#### [AIM OF THE EXERCISE]
In your copy, include every entry exactly as written but no pictures.

══════════════════════════════

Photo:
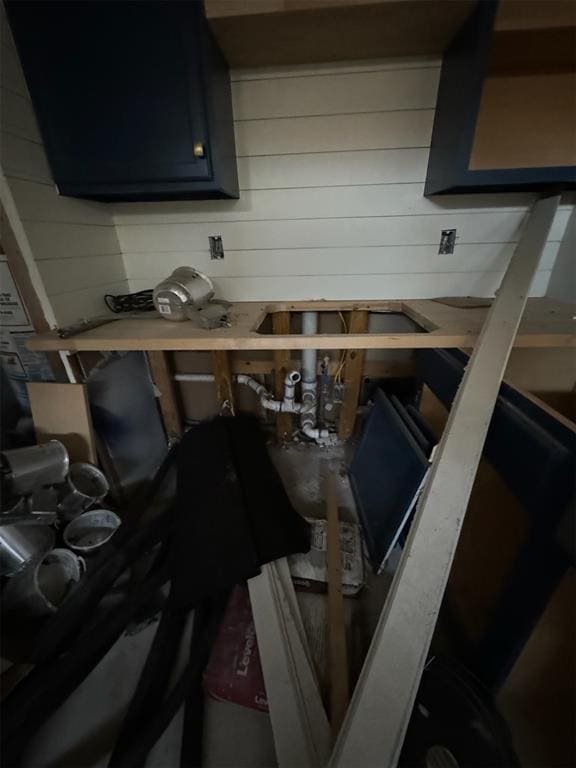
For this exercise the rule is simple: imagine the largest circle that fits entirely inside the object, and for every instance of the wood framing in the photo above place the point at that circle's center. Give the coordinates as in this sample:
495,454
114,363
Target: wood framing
281,325
547,323
337,650
299,722
223,376
374,728
352,376
162,376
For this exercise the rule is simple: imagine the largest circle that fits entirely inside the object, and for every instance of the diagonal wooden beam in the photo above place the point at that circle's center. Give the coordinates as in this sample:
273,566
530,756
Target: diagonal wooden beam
374,729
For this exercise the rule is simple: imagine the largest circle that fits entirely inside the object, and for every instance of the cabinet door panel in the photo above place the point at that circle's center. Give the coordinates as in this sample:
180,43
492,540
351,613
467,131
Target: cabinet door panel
117,87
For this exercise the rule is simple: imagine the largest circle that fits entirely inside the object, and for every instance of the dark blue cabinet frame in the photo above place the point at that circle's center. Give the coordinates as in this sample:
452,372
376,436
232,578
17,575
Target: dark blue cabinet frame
535,454
133,97
464,68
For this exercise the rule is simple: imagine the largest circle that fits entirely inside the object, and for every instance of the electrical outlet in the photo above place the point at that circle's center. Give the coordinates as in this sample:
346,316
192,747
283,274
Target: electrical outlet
447,241
216,247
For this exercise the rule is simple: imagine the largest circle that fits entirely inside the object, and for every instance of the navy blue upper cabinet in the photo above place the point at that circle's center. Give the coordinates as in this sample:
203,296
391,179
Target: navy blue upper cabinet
506,110
132,97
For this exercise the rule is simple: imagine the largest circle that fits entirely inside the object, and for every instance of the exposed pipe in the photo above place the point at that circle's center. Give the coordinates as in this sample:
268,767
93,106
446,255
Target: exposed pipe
309,411
308,408
287,405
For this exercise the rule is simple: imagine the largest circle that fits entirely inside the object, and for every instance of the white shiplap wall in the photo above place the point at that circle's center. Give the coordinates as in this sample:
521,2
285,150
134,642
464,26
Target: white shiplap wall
332,161
73,242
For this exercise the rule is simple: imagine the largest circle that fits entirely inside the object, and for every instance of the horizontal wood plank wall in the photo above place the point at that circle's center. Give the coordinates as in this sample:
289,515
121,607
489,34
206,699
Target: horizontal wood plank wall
73,241
332,161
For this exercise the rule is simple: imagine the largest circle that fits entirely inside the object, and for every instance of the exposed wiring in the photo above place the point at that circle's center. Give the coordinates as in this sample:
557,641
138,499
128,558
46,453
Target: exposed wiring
141,301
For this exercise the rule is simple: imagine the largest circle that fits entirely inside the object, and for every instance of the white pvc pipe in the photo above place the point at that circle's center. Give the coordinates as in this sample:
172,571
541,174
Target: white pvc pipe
287,405
307,408
309,356
310,384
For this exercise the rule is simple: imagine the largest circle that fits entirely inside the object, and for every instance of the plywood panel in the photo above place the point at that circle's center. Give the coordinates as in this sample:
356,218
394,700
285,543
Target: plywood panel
526,121
61,412
341,30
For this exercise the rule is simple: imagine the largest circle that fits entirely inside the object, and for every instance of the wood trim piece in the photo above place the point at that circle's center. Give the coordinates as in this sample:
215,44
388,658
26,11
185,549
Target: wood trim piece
547,323
338,654
284,422
162,376
21,274
352,376
391,674
299,722
223,376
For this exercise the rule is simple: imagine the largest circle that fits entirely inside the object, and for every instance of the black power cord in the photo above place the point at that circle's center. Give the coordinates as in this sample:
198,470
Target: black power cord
130,302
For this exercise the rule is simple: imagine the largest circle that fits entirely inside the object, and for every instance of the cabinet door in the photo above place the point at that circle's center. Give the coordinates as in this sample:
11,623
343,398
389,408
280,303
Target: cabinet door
117,86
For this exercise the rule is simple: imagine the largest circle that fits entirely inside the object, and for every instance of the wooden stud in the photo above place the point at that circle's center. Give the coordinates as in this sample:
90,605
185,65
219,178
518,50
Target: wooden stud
352,376
223,376
281,325
161,371
299,723
374,729
338,655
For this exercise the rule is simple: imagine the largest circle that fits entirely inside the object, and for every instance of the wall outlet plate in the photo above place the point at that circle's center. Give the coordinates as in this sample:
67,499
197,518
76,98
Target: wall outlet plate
216,247
447,241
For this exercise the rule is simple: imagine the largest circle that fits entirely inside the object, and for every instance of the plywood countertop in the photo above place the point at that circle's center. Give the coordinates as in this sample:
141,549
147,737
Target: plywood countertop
446,323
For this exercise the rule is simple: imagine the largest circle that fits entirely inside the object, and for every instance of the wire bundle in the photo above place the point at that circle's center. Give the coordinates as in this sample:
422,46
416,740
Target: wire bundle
141,301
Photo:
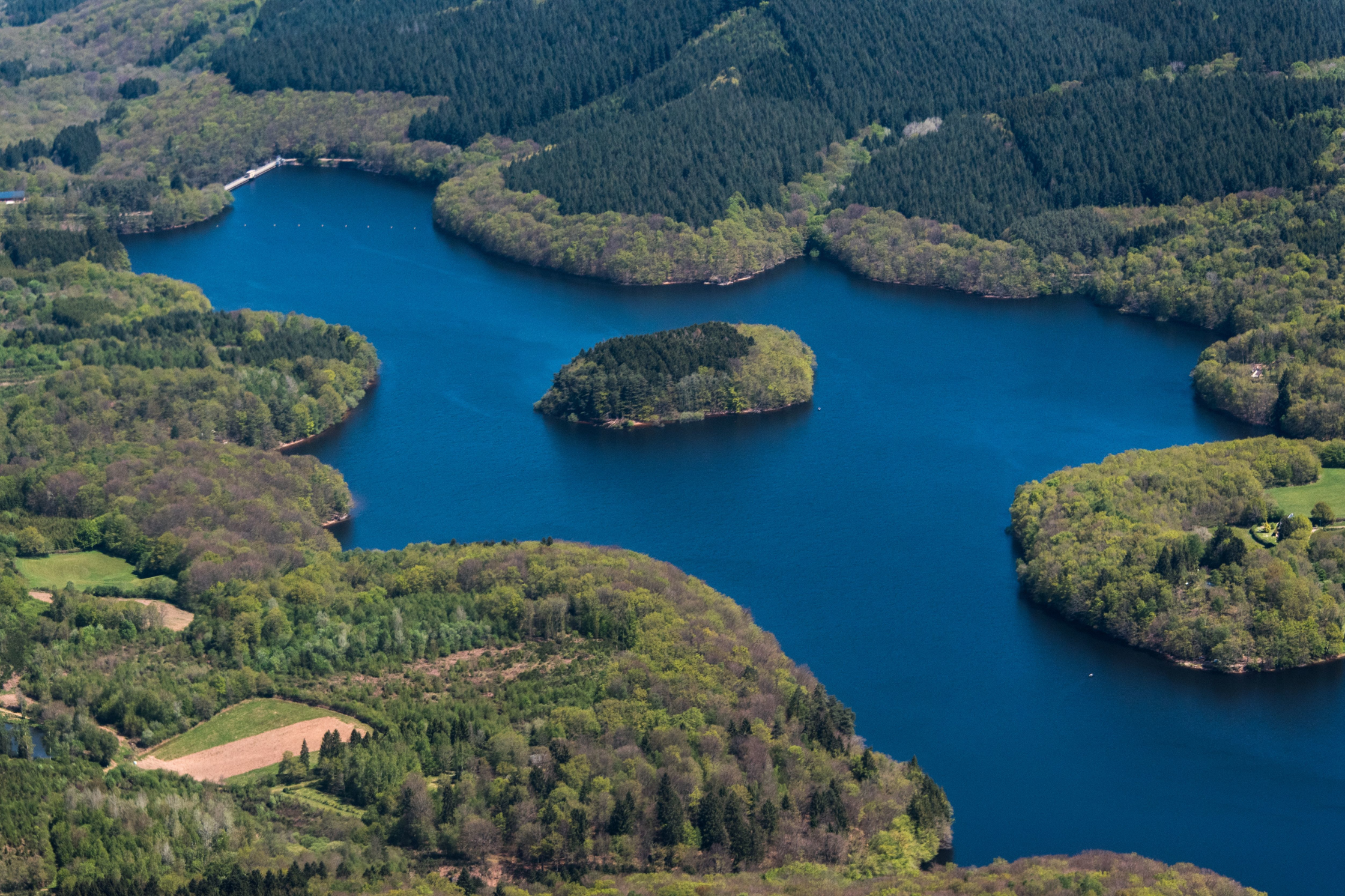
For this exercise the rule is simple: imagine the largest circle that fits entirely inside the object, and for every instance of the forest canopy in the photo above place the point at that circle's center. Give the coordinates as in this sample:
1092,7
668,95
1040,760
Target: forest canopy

══════════════════════════════

#### [ANSWER FOR THE TASK]
Photo:
For this exercise the rule is simple: imagine the largest circle that fits entirely inside the object, and for every instance of the wood framing in the photo above place the point at that circle's center. Give the coordinates as in this sample:
495,454
114,363
Target: wood framing
281,325
547,323
337,650
299,722
223,376
374,728
352,376
162,376
For this exercise the rule is simple: imagine the largest circle that fits entirely inside the object, and for every instance of the diagonal wooden beam in the photo above place the point at that circle's center. Give the coordinates as in this sample:
273,566
530,756
Target: diagonal wooden beam
374,729
For this exercise the rule is simple: imagine the largest circle that fits entirely inside the object, and for every instance of the cabinet door panel in the photo above place the point at that circle's center. Give the coordinates as in this sample:
180,43
492,540
351,613
467,131
Target: cabinet door panel
117,87
For this exercise the rule is simple: imagine the largest circle that fits entirely inside the object, and for every instance of the dark blue cabinet frame in the photo above place the point at that circle's center. Give the coordinates as in this sample:
452,372
376,436
232,578
17,575
Target: dark blue cabinet frame
535,454
133,97
464,68
For this exercise the rule is simple: imagine the largest circle that fits entirely inside the object, and for every instance of the electrical outlet in the photo above place the point at that circle's center. Give the coordinates as in this sample:
346,316
192,747
283,274
Target: electrical outlet
447,241
216,247
For this exercise the rule is simple: imagine the largest circle that fits entirely inside the object, and for every instance of the navy blue upper cabinet in the photo above place the point at that circle's center. Give the coordinates as in this sample:
203,296
391,179
Target: navy blue upper cabinet
506,110
132,97
For this exercise the rule is simple: imagine the largest circle that fits entirely inside the object, and for every instance of the exposed pipe in the photo above place the point at that circle's center. Give the coordinates as in this sample:
268,767
93,106
446,255
Target: exposed pipe
309,411
308,408
287,405
For this exercise the rule is simple: imagine the largest circle that fits entirely inside the object, and for every instance of the white shiplap wall in the photo above place the point at that circle's center. Give the coordinates as in this sample:
521,2
285,150
134,642
464,26
Target: white shiplap wall
332,161
73,242
For this exercise the rule is simple: imagine the largest circle that fits entirely inside the object, and for every instance of the horizontal wood plank wall in the photo above place the point at that circle's center. Give the coordinates as in this sample:
289,515
121,607
489,34
206,699
Target: horizontal wood plank wall
73,241
332,161
For this exercise the rule is simple: imagine the largest circle that fits entirely inside the object, and for every instance of the exposed wiring in the photo above place the point at that circle's center. Give the coordinates as in this sample:
557,641
138,499
128,558
46,453
Target: exposed wiring
141,301
For this exercise the rule is simple: imagine the largest circle that fits entirely inside the object, and for every instance of the white pvc pipe in the photo above place the point at that circle's center. Give the coordinates as in this sample:
172,571
541,174
Target: white pvc pipe
287,405
307,408
309,356
310,384
For this exercise the rule is simple: imagine the largest circle that fits entirely inside the object, and for every instance of the plywood panel in the photo above place the point at that circle's center. Give the coordinates as in this sample:
356,218
394,700
285,543
Target: plywood panel
526,121
61,412
341,30
For this exercise the rule is simple: imagine the largest circle that fits entirely inside the object, and for every instance of the wood trim piece in the photo above place the point at that circle's center. Give the coordinates as in this sample:
215,44
388,658
26,11
185,549
Target: wood trim piece
547,323
338,654
284,422
162,376
21,274
352,376
391,674
299,722
223,376
For this exercise the rule is simple: imagine the largest circle that fits entirely inside the object, and for every instance of the black power cord in the photo above place the point at that circle's center. Give the coordinates as in this sample:
198,470
Target: black power cord
130,302
For this exercise the rule is simple: imagine the largest circle that fits entirely inside the object, and for every instance of the cabinet door in the photo above place the point at that circle's center. Give the coordinates as in this sample:
11,623
343,398
389,408
280,303
Target: cabinet door
117,86
For this exercise the rule is simple: imagine the largest circle that fits entirely inside the object, and for every instance of the wooden stud in the photo above place the point at that circle's center. Give the coordinates as in this sample:
90,605
185,65
219,178
518,50
Target: wooden stud
352,376
223,376
281,325
161,371
299,723
374,729
338,655
For this exercise the rule is simple: imagine the largest circle that fits entirely inside the object, and for every instance of the wall outlet plate in the photo above place the point at that circle's center. Give the coordinates as in this sample:
67,499
197,518
76,98
Target: wall outlet plate
216,247
447,241
For this exercise the rule is simple: imagine the largest circle that fits entirely inside the object, and for every instance of the plywood countertop in the photo above place the point at that circle's center. Give the coordinates as in this sample:
141,549
147,737
Target: plywood countertop
446,323
For this exercise the rule is simple: imagine the largest circle that fits entirely inside the object, and for every instance of the wire bundle in the photo above place the point at that circle's center. Give the coordinates as in this sample:
422,46
416,740
Target: wire bundle
141,301
Photo:
For this exercise the rule is simple: imagine the largest circle that fits entirely inside the object, and for every instance of the forest canopy in the photo above place the point at that circle's center. Give the coordinates as in this sample:
1092,7
668,95
1040,760
Target: forest canopy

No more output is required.